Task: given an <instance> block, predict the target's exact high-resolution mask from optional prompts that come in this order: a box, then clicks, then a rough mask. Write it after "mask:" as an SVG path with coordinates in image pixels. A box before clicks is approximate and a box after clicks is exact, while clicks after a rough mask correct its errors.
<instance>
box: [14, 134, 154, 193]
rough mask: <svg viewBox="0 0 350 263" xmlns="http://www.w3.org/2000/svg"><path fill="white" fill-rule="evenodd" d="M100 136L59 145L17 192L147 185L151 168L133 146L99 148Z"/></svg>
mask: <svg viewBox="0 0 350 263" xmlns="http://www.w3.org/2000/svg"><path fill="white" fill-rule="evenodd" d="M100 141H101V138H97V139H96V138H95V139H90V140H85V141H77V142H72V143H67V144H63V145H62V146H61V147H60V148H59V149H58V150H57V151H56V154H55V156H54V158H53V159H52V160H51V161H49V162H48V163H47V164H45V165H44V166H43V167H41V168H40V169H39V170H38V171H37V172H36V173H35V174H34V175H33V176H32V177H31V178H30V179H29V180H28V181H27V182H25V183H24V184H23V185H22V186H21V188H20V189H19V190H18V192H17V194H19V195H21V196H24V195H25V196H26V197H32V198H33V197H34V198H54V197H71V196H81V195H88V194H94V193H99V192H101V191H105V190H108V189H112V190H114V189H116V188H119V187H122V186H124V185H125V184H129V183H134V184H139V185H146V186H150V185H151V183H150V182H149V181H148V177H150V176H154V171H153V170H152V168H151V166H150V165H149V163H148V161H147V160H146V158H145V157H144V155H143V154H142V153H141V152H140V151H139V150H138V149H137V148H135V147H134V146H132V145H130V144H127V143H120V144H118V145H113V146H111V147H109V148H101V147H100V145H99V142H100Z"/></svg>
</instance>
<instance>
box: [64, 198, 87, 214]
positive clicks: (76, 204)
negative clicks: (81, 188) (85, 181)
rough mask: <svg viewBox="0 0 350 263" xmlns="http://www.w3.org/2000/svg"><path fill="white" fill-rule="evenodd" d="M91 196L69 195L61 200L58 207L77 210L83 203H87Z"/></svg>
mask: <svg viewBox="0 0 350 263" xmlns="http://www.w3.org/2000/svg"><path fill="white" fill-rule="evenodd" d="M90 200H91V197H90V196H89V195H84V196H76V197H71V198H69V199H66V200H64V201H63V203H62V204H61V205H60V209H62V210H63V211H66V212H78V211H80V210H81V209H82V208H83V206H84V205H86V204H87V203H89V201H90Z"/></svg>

- **What is needed**:
Every record above is to be restated exactly as it reads.

- **Expected answer**:
Task: given an <instance> block, predict the target's exact high-resolution mask from optional prompts that come in this order: a box, then clicks, then a rough mask. Write it after "mask:" as an SVG path with coordinates in image pixels. A box before clicks is approximate and a box after clicks is exact, while clicks after a rough mask correct its errors.
<instance>
box: [14, 134, 154, 193]
rough mask: <svg viewBox="0 0 350 263" xmlns="http://www.w3.org/2000/svg"><path fill="white" fill-rule="evenodd" d="M100 136L59 145L17 192L147 185L151 168L133 146L99 148Z"/></svg>
mask: <svg viewBox="0 0 350 263" xmlns="http://www.w3.org/2000/svg"><path fill="white" fill-rule="evenodd" d="M100 141H101V138H97V139H96V138H95V139H90V140H85V141H77V142H72V143H67V144H63V145H62V146H61V147H60V148H59V149H58V150H57V151H56V154H55V156H54V158H53V159H52V160H51V161H49V162H48V163H47V164H45V165H44V166H43V167H41V168H40V169H39V170H38V171H37V172H36V173H35V174H34V175H33V176H32V177H31V178H30V179H29V180H28V181H27V182H25V183H24V184H23V185H22V186H21V188H20V189H19V190H18V192H17V194H19V195H21V196H24V195H25V196H26V197H32V198H33V197H34V198H54V197H71V196H81V195H88V194H94V193H99V192H101V191H105V190H108V189H112V190H114V189H116V188H119V187H122V186H124V185H125V184H129V183H134V184H139V185H146V186H150V185H151V183H150V182H149V181H148V177H150V176H154V171H153V170H152V168H151V166H150V165H149V163H148V161H147V160H146V158H145V157H144V155H143V154H142V153H141V152H140V151H139V150H138V149H137V148H135V147H134V146H132V145H130V144H127V143H120V144H118V145H113V146H111V147H109V148H101V147H100V145H99V142H100Z"/></svg>
</instance>
<instance>
box: [64, 198, 87, 214]
positive clicks: (76, 204)
negative clicks: (81, 188) (85, 181)
rough mask: <svg viewBox="0 0 350 263" xmlns="http://www.w3.org/2000/svg"><path fill="white" fill-rule="evenodd" d="M91 196L69 195L61 200L58 207L77 210L83 203H87Z"/></svg>
mask: <svg viewBox="0 0 350 263" xmlns="http://www.w3.org/2000/svg"><path fill="white" fill-rule="evenodd" d="M90 200H91V197H90V196H89V195H84V196H76V197H71V198H69V199H66V200H64V201H63V203H62V204H61V205H60V209H62V210H63V211H66V212H78V211H80V210H81V209H82V208H83V206H84V205H86V204H87V203H89V201H90Z"/></svg>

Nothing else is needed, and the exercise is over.